REQUIRED WORK
When you reach the line with "Spot the tree trunk" in the records below, begin transcribing exactly and continue up to and including the line with "Spot the racket strings", leaving out every picture.

RECORDS SUPPLIED
:::::

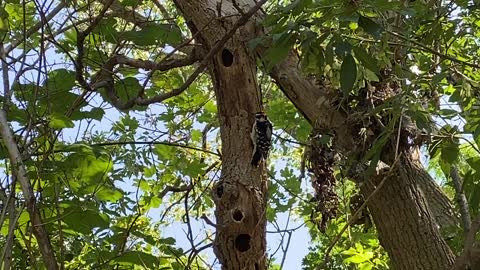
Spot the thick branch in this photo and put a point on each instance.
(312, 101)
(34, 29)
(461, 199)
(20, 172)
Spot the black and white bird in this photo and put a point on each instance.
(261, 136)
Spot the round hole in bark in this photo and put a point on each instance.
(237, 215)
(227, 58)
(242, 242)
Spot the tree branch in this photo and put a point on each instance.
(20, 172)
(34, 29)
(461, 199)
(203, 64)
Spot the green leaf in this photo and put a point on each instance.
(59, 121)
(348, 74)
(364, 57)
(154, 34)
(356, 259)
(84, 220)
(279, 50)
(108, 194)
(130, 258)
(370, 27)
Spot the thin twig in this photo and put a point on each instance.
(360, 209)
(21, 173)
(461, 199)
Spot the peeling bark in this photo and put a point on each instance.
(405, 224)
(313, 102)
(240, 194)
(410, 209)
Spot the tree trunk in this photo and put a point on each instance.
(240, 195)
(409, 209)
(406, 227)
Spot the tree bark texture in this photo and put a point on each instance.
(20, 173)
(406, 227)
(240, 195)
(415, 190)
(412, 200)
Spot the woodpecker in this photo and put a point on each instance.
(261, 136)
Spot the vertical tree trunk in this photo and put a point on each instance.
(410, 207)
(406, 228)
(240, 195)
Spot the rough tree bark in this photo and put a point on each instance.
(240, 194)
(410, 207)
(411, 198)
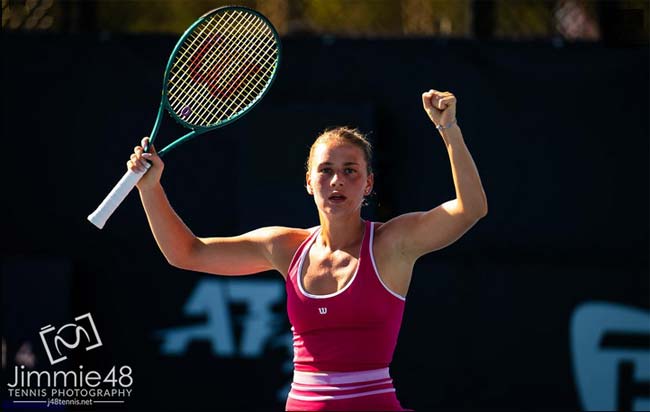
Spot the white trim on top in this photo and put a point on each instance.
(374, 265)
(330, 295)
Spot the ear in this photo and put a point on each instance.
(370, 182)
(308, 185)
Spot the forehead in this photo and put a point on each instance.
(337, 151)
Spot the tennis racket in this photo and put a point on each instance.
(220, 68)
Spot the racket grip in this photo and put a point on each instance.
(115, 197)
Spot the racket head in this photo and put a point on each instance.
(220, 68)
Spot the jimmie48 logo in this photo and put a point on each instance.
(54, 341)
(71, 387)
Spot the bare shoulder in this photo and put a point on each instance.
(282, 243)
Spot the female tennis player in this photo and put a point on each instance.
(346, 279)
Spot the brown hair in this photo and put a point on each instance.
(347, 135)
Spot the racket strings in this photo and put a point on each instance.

:::::

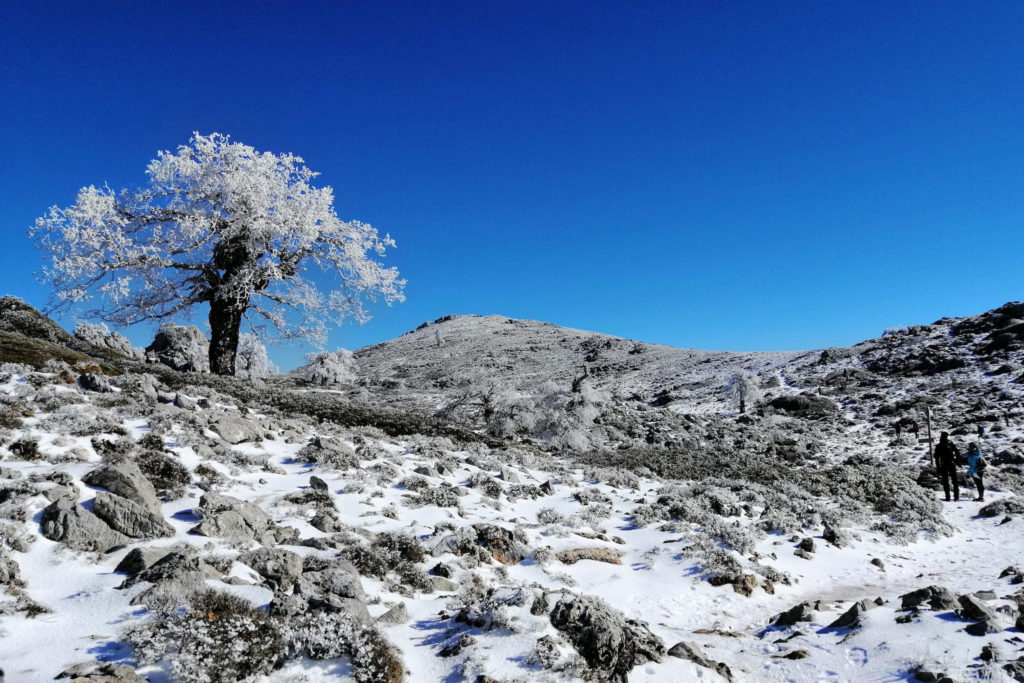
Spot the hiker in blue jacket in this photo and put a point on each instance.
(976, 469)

:::::

SOLVED EXERCISE
Spot the tree trunk in this photo and put a point on each instance.
(240, 195)
(409, 209)
(406, 227)
Spot the tree bark texture in this photo and put a point on each instance.
(20, 173)
(406, 227)
(240, 195)
(415, 190)
(412, 200)
Spot the woodpecker in this photo and put a point on each instance.
(261, 136)
Spot the vertical tree trunk in this photo and put a point on each instance.
(410, 207)
(406, 228)
(240, 195)
Spot the rough tree bark in this photo and put a point on each instance.
(240, 194)
(410, 207)
(411, 198)
Spot the white trim on top in this photo and put a point on each instance.
(374, 265)
(330, 295)
Spot the ear in this photo and put a point on each instance.
(370, 182)
(308, 185)
Spot the forehead in this photo and put a point on each instance.
(337, 151)
Spot the tennis racket in this photo and put a point on each instance.
(220, 68)
Spot the racket grip in this photo and put a point on each instance.
(115, 197)
Spot the racket head in this photo and put a point on each instance.
(220, 68)
Spot the jimmie48 logo in this photo and put a point on each instance.
(54, 341)
(71, 387)
Spot the bare shoulder in this photo and put a point on each instance.
(282, 243)
Spot the female tennis player in this photo and put a point on each instance.
(346, 279)
Spot the brown hair in this photo and put a point on each instance.
(347, 135)
Spot the racket strings in this photo and put a point on each instance.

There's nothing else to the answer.